Retype only what runs from the line that contains "# locate green leaf: put" through the last line of the listing below, both lines included.

• • •

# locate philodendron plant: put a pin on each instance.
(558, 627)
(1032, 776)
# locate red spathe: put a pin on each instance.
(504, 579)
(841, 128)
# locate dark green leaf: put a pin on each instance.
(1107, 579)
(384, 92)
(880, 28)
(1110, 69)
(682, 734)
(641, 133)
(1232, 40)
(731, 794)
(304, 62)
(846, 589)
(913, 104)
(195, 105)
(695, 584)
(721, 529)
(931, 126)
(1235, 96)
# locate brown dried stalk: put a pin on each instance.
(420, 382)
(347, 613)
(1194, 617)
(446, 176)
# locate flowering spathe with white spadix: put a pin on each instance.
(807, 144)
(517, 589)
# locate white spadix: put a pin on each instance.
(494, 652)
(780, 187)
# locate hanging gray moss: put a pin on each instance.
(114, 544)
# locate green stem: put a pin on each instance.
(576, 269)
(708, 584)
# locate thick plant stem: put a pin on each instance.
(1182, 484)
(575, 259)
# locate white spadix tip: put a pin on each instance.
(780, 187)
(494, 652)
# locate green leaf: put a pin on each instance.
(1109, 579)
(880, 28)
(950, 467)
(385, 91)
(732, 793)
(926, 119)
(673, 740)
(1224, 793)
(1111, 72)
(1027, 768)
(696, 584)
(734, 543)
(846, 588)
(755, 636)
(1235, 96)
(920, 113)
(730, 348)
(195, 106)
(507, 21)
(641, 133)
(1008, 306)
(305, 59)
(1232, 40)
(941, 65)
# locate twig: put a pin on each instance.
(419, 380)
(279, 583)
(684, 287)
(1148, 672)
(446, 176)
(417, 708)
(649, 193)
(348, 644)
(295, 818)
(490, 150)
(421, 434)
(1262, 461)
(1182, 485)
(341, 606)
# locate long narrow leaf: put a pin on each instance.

• • •

● **Output of the exercise**
# locate green leaf: put a pin on each instance.
(1109, 579)
(880, 28)
(950, 467)
(385, 91)
(732, 793)
(926, 119)
(673, 740)
(1224, 793)
(1111, 72)
(1027, 768)
(696, 584)
(734, 543)
(846, 588)
(755, 636)
(1235, 96)
(920, 113)
(730, 348)
(195, 106)
(507, 21)
(641, 133)
(1008, 306)
(305, 59)
(1232, 40)
(941, 65)
# locate twig: put a pin on each instance.
(419, 380)
(279, 583)
(684, 287)
(1148, 672)
(446, 176)
(417, 708)
(649, 193)
(348, 644)
(295, 818)
(490, 150)
(421, 434)
(1262, 461)
(1182, 485)
(341, 606)
# locate long narrow leaf: put a pin on each instance.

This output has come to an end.